:: WHAT IS BEING ASKED ::
Where a line below holds the string "loose", that line goes into the answer.

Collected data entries
%%

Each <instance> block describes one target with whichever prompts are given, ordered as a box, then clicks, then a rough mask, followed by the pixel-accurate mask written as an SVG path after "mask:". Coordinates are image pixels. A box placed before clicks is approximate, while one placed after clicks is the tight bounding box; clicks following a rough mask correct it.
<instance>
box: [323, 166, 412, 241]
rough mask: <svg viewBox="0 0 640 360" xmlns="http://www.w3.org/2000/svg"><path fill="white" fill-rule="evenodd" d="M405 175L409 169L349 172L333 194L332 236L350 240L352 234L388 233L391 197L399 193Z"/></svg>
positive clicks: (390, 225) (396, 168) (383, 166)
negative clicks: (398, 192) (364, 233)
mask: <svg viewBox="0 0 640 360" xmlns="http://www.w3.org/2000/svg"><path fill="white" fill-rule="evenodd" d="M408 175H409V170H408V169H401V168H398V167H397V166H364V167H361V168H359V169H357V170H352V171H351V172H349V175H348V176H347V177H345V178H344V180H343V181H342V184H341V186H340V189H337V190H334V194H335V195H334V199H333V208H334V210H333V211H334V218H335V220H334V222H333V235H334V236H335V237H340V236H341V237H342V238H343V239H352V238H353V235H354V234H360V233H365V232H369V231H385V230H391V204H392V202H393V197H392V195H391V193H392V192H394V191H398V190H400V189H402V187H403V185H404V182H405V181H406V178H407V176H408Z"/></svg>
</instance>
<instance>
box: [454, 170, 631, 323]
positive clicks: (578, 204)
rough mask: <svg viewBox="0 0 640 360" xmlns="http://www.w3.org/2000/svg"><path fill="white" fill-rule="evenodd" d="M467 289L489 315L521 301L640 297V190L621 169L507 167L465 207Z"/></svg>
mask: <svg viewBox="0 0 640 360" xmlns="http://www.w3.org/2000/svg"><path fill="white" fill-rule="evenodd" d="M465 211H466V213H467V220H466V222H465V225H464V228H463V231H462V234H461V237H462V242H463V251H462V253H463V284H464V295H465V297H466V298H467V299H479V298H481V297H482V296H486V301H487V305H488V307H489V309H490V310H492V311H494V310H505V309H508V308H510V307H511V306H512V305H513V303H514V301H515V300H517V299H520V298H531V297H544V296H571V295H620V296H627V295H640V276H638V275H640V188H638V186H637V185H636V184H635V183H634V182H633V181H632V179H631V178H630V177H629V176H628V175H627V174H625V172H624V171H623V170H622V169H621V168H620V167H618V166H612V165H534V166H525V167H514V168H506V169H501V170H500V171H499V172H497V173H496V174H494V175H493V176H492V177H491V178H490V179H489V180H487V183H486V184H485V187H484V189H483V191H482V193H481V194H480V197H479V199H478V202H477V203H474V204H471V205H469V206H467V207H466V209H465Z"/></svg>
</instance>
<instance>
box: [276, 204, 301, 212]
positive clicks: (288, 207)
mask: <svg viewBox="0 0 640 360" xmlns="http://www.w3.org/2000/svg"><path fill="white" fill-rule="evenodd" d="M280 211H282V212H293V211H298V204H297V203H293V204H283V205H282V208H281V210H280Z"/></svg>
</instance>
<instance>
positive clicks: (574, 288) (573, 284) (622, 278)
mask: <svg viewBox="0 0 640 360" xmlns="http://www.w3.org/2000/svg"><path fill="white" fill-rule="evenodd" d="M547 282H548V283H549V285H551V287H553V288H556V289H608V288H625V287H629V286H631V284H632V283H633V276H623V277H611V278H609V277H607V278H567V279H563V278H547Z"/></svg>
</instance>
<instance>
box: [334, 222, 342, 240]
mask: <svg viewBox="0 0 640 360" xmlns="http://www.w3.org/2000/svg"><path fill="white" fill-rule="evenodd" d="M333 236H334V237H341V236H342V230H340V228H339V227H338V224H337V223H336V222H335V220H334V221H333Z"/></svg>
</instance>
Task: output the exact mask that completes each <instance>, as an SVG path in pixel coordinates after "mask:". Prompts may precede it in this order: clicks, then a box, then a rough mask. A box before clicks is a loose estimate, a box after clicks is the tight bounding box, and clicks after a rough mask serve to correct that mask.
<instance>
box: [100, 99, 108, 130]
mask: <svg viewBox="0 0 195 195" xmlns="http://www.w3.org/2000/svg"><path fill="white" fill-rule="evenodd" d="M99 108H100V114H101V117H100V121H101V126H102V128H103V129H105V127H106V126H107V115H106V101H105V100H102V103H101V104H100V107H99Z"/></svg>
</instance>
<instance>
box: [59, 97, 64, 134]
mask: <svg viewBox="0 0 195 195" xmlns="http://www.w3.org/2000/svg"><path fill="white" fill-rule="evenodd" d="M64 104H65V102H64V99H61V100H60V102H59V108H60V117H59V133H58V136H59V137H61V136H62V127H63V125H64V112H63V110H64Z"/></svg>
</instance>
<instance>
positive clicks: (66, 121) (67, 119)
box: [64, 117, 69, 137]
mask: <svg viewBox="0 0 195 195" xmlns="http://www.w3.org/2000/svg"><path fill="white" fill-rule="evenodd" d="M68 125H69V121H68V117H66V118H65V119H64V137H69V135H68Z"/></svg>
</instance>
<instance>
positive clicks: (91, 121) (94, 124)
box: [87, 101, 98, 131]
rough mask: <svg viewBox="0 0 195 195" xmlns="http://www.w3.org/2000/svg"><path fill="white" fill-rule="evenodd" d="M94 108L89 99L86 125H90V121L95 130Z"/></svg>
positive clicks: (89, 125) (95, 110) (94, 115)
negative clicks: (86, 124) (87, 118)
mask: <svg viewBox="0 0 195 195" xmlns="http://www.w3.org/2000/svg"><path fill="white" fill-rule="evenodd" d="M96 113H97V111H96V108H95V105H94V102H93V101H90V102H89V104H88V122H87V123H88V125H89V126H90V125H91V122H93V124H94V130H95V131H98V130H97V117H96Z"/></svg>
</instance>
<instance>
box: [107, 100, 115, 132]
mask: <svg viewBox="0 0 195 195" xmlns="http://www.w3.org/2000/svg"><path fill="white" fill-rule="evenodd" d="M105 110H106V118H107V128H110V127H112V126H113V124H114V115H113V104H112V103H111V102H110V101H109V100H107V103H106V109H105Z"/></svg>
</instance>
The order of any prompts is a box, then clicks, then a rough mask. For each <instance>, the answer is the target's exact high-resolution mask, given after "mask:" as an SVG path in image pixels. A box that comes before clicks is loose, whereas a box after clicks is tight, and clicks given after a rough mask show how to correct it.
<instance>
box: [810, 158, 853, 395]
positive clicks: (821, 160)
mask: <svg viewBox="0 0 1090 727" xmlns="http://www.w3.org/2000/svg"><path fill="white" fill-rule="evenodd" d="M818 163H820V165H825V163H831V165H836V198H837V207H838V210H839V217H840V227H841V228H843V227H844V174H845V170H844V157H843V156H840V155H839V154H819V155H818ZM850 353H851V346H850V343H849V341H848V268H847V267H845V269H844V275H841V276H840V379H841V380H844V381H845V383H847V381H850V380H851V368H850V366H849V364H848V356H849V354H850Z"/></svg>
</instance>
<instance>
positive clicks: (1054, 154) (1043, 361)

%%

:: EXPECTED ANSWER ::
Task: output the exact mask that completes each <instance>, as an SVG path in pixel coordinates after "mask:". Prompts may precede it in this order: clicks, then a box, then a rough mask. A box before clicks is a loose estimate, a box after clicks is the tight bounding box, and clicks after a rough mask serve to correct that mask.
The order of any prompts is a box, then clicks, then a rough mask. For each <instance>, the answer is the target's exact high-resolution mask, given after "mask:" as an SVG path in image pixels. A box that comes before clicks is loose, whereas a box after clicks is tight, and clicks given after a rough mask show how to correct it.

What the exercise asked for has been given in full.